PROBLEM REQUIREMENTS
Write every record out again exactly as given.

--- start ENTRIES ---

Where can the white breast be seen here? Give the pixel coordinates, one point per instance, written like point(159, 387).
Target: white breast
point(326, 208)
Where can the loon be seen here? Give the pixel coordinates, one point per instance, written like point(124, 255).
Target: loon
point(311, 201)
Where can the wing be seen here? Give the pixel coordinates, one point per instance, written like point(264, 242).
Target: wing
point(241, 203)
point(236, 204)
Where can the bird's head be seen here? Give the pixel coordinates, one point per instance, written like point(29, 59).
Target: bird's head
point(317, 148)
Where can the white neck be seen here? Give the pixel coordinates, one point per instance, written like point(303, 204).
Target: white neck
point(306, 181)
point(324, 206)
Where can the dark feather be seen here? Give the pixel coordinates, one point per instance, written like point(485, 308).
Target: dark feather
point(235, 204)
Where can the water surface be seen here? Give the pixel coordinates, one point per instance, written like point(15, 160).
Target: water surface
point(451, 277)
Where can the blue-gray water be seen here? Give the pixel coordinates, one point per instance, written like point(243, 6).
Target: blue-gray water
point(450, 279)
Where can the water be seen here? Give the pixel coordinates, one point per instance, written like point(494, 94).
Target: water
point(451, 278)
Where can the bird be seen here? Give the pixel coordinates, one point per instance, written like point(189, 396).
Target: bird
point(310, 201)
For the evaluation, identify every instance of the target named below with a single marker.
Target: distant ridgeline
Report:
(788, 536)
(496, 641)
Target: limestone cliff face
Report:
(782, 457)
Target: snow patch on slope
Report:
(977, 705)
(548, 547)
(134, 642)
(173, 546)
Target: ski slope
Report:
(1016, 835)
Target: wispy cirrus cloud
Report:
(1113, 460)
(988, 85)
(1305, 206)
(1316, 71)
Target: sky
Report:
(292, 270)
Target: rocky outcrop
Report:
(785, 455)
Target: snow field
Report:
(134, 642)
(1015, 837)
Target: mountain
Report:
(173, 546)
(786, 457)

--- end ENTRIES ---

TASK RESPONSE
Where can the white breast be seen here? Give the pixel coordinates, one point per instance, written like point(159, 387).
Target: white breast
point(326, 208)
Where can the loon be seen here? Give the pixel coordinates, one point per instance, written like point(124, 255).
Target: loon
point(311, 201)
Where can the wing be seen here? Give the pixel coordinates, one point per instance, written like point(264, 242).
Target: wing
point(241, 203)
point(236, 204)
Where can the bird's head be seen here? Give the pixel coordinates, one point per instance, written like point(29, 59).
Target: bird's head
point(317, 148)
Where can the white neck be seen here? Give the pixel coordinates, one point per instance, written like point(303, 204).
Target: white neck
point(306, 181)
point(324, 206)
Where can the dark feather be seen here? Give the pixel coordinates, one point per instance, written like point(485, 308).
Target: dark feather
point(235, 204)
Where can the water surface be seen here? Give the pixel coordinates, one point per instance, written like point(15, 160).
Target: water surface
point(451, 277)
Where can the blue-gray water be seen here? Give the pixel coordinates, one point per instance, written like point(243, 6).
Target: blue-gray water
point(450, 279)
Where can the water be seen here? Give the pixel coordinates, one point per instance, written like point(494, 94).
Target: water
point(451, 278)
Where can the bird be seen here? Give the pixel coordinates, one point per instance, written like point(189, 396).
Target: bird
point(310, 201)
For the evaluation, identify every instance of the target named below with a single marker.
Target: distant ridgeline
Report:
(788, 536)
(496, 641)
Target: limestone cliff face
Report:
(782, 457)
Target: snow patch on slope
Report:
(977, 705)
(548, 547)
(134, 642)
(173, 546)
Target: ski slope
Report:
(1016, 835)
Target: wispy cirrus cloud
Report:
(1113, 460)
(988, 85)
(1305, 206)
(1316, 71)
Target: sky
Report:
(292, 270)
Target: rocky outcrop
Report:
(785, 455)
Target: snow field
Report:
(134, 642)
(1015, 837)
Target: mountain
Report:
(173, 546)
(786, 457)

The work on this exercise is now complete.